## REQUEST 1
Repeat word for word the passage of the BigQuery string-matching article starting at "BigQuery Machine Learning equips" and ending at "for final result)".

String Matching with BigQuery Machine Learning: A Deep Dive into Solving the No-Matching-Key Puzzle

Published in

Google Cloud - Community

6 min readSep 5, 2024

In the dynamic world of data analysis, joining tables based on common keys is a fundamental operation. But what happens when the keys you need are misaligned or simply don’t exist? This is a common scenario when dealing with real-world data, where variations in naming conventions, typos, and incomplete information can hinder your analysis.

In this comprehensive guide, we will delve into the powerful capabilities of BigQuery Machine Learning (BQML) to address the string matching problem, even when your tables lack those convenient matching keys. We’ll walk through the process step-by-step, providing insights and considerations to help you achieve accurate and efficient string matching.

The Challenge of Disparate Keys

Imagine you have two tables and have no keys to join :

Table A -Master(Customer Address): This table contains valuable customer master details like name, address,mobile etc.

CREATE TABLE `myproject.mydataset.CustomerA`
(
C_NAME STRING,
C_NAME_DISPLAY STRING,
C_URL STRING,
C_STREET STRING,
C_STREET_2 STRING,
C_CITY STRING,
C_STATE STRING,
C_ZIP INT64,
C_COUNTRY STRING,
Mobile STRING
);

Consider the above 3 records in Table A of a customer which has scenarios like full address,partial address,missing address or variation in customer name etc.

Table B -Multiple Address(Customer Address): This table captures multiple latest address updated data by users, including customer_name, address and other relevant information.

CREATE TABLE `myproject.mydataset.CustomerB`
(
C_NAME STRING,
C_NAME_DISPLAY STRING,
C_URL STRING,
C_STREET STRING,
C_STREET_2 STRING,
C_CITY STRING,
C_STATE STRING,
C_ZIP INT64,
C_COUNTRY STRING
);

In the above reference Table B, the same customer has the 2 correct updated records of address

Goal is to combine these tables to find the nearest matching address record. However, a roadblock emerges: There is no key exists in both the tables. Also Data discrepancy can arise from various factors:

Name Variations: A customer might be listed as “John Smith” in one table and “John A. Smith” or even “J. Smith” in the other.
Typos: Human error can introduce misspellings or other inaccuracies in the data entry process.
Incomplete Information: One table might contain only partial customer names or nicknames or addresses.

Enter BQML: Text Embedding & Cosine Distance to the Rescue

BigQuery Machine Learning equips you with sophisticated tools to overcome this challenge:

1.Data Preparation: Laying the Foundation

Cleaning data for Table A and Table B with below simple methods :

Converting string to lowercase
Removing special characters
Concatenation & Sorting the search column groups
Assigning a HashKey for every record for uniqueness( Will be used for joining both tables for final result)

## GIVEN ENTRIES
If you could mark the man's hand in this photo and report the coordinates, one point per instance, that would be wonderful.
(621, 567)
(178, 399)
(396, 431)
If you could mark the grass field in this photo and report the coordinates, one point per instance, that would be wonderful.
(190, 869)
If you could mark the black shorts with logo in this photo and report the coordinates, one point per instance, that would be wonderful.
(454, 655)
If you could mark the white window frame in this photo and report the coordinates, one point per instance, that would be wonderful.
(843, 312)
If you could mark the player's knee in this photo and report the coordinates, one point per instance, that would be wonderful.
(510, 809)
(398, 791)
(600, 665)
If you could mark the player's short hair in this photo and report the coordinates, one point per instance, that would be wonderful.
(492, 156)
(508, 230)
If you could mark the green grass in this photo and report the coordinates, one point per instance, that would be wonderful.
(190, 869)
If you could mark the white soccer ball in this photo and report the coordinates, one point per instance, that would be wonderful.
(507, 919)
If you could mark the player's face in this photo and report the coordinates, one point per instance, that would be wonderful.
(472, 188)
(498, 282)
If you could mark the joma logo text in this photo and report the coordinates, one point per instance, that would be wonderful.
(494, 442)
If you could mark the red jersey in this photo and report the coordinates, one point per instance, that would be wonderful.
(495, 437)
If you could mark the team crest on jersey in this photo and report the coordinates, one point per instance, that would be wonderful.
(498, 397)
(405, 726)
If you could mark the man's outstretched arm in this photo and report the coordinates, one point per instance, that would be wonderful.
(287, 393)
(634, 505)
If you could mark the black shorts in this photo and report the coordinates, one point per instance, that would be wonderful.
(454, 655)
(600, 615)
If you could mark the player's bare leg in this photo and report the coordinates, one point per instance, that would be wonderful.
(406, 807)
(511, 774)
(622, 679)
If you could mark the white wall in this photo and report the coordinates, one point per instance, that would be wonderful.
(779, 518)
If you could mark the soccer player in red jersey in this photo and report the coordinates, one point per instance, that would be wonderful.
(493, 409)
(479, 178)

## REQUEST 2
Gather every line of the records that contains the string "shorts", matching case exactly.

## OUTPUT 1
BigQuery Machine Learning equips you with sophisticated tools to overcome this challenge:

1.Data Preparation: Laying the Foundation

Cleaning data for Table A and Table B with below simple methods :

Converting string to lowercase
Removing special characters
Concatenation & Sorting the search column groups
Assigning a HashKey for every record for uniqueness( Will be used for joining both tables for final result)

## OUTPUT 2
If you could mark the black shorts with logo in this photo and report the coordinates, one point per instance, that would be wonderful.
If you could mark the black shorts in this photo and report the coordinates, one point per instance, that would be wonderful.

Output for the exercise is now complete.